Shape outline entries:
------------------------------------

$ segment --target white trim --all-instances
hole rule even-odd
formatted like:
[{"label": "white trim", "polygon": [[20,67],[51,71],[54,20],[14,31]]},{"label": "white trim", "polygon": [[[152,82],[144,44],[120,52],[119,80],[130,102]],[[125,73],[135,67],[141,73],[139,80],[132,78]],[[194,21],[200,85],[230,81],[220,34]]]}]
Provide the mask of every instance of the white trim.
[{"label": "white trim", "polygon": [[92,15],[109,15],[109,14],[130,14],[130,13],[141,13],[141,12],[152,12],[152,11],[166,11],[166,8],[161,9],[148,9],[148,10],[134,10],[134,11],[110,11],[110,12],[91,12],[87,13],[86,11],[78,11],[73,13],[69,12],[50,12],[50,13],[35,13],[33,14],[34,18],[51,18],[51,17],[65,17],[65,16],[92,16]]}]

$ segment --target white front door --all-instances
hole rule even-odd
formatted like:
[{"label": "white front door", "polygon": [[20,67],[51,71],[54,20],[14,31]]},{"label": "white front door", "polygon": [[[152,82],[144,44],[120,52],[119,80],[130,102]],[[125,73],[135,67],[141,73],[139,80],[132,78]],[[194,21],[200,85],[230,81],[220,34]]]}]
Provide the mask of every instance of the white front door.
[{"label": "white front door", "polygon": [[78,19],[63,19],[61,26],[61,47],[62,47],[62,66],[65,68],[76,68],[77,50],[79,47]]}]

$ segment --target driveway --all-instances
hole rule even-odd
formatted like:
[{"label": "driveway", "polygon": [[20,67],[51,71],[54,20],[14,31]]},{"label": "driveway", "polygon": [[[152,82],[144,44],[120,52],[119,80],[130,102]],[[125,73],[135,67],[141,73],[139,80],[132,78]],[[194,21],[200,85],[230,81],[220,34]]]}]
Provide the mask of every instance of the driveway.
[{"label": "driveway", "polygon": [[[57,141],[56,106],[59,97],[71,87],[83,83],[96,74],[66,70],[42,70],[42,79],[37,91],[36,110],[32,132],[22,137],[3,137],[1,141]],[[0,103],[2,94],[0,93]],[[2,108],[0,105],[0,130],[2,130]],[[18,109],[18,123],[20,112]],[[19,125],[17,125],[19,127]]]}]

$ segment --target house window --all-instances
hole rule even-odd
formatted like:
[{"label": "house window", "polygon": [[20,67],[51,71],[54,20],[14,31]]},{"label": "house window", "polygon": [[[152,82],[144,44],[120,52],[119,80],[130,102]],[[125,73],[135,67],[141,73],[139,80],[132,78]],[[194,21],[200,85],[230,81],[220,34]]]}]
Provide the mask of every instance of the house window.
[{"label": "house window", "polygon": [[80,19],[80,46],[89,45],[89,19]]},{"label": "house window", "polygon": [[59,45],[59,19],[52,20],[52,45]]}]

------------------------------------

■ **Task to carry out**
Copy out all of the material above word for word, leaving nothing out and changing nothing.

■ **Exercise result**
$ segment --target white trim --all-instances
hole rule even-odd
formatted like:
[{"label": "white trim", "polygon": [[20,67],[51,71],[54,20],[14,31]]},{"label": "white trim", "polygon": [[[152,82],[144,44],[120,52],[119,80],[130,102]],[[125,73],[135,67],[141,73],[139,80],[132,78]],[[194,21],[200,85],[230,81],[220,34]]]}]
Provide the mask of every instance of the white trim.
[{"label": "white trim", "polygon": [[92,15],[109,15],[109,14],[130,14],[130,13],[141,13],[141,12],[152,12],[152,11],[166,11],[166,8],[161,9],[148,9],[148,10],[134,10],[134,11],[110,11],[110,12],[91,12],[87,13],[86,11],[78,11],[73,13],[69,12],[50,12],[50,13],[35,13],[33,14],[34,18],[51,18],[51,17],[65,17],[65,16],[92,16]]}]

$ segment --target white front door --all-instances
hole rule even-odd
formatted like:
[{"label": "white front door", "polygon": [[20,67],[51,71],[54,20],[14,31]]},{"label": "white front door", "polygon": [[[152,82],[144,44],[120,52],[119,80],[130,102]],[[125,73],[135,67],[141,73],[139,80],[132,78]],[[194,21],[200,85],[230,81],[220,34]]]}]
Provide the mask of every instance of the white front door.
[{"label": "white front door", "polygon": [[78,19],[63,19],[61,26],[61,47],[62,47],[62,66],[65,68],[76,68],[77,50],[79,47]]}]

$ segment --target driveway --all-instances
hole rule even-odd
formatted like:
[{"label": "driveway", "polygon": [[20,67],[51,71],[54,20],[14,31]]},{"label": "driveway", "polygon": [[[152,82],[144,44],[120,52],[119,80],[130,102]],[[125,73],[135,67],[141,73],[139,80],[132,78]],[[194,21],[200,85],[230,81],[220,34]]]}]
Provide the mask of every instance of the driveway.
[{"label": "driveway", "polygon": [[[57,141],[56,106],[59,97],[71,87],[83,83],[96,74],[66,70],[42,70],[42,79],[37,91],[36,110],[32,132],[22,137],[3,137],[1,141]],[[0,103],[2,94],[0,93]],[[2,108],[0,105],[0,130],[2,130]],[[18,109],[18,123],[20,112]],[[19,125],[17,125],[19,127]]]}]

$ segment --target house window --all-instances
hole rule even-odd
formatted like:
[{"label": "house window", "polygon": [[20,67],[51,71],[54,20],[14,31]]},{"label": "house window", "polygon": [[[152,82],[144,44],[120,52],[119,80],[130,102]],[[125,73],[135,67],[141,73],[139,80],[132,78]],[[194,21],[200,85],[230,81],[220,34]]]}]
Provide the mask of every instance of the house window.
[{"label": "house window", "polygon": [[80,19],[80,46],[89,45],[89,19]]},{"label": "house window", "polygon": [[59,45],[59,19],[52,20],[52,45]]}]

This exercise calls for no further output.